— AIM OF THE TASK —
Render the data below as a numbered list, starting at the line that contains "One marker for each instance of the black" and ending at the last line of the data. Leave out blank lines, and include only these lines.

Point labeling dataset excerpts
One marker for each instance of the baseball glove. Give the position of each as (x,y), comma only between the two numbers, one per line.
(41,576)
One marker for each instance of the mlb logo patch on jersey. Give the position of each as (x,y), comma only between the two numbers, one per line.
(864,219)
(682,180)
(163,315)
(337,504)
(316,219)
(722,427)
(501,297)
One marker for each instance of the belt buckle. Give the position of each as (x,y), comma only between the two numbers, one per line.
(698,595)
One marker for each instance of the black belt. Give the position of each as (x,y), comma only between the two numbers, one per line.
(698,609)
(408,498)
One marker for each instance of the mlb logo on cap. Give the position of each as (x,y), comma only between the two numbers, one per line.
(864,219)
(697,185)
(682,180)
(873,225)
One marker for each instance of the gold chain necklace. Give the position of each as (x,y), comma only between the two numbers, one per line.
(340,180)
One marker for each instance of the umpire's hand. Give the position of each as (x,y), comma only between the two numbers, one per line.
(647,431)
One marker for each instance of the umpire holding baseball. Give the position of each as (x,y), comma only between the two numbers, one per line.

— CORRECT OUTPUT —
1. One marker for each instance of the black belt. Give the position of each as (x,y), comma only between the two numbers, one per line.
2. (698,609)
3. (408,498)
4. One marker for each instance of the mlb logo on cap. Give the position of each as (x,y), comma only between the two numbers, one per line.
5. (864,219)
6. (697,185)
7. (682,180)
8. (873,225)
9. One marker for each instance of the gold chain necklace. Give the position of each as (x,y), comma only between the two numbers, one per line.
10. (340,180)
11. One marker for each instance of the umpire's hand. Give the position of each as (x,y), comma only between the two numbers, one per line.
12. (647,431)
13. One marker for each instance of the umpire holding baseball. Give the position of each as (x,y), comma only between the two numbers, one per line.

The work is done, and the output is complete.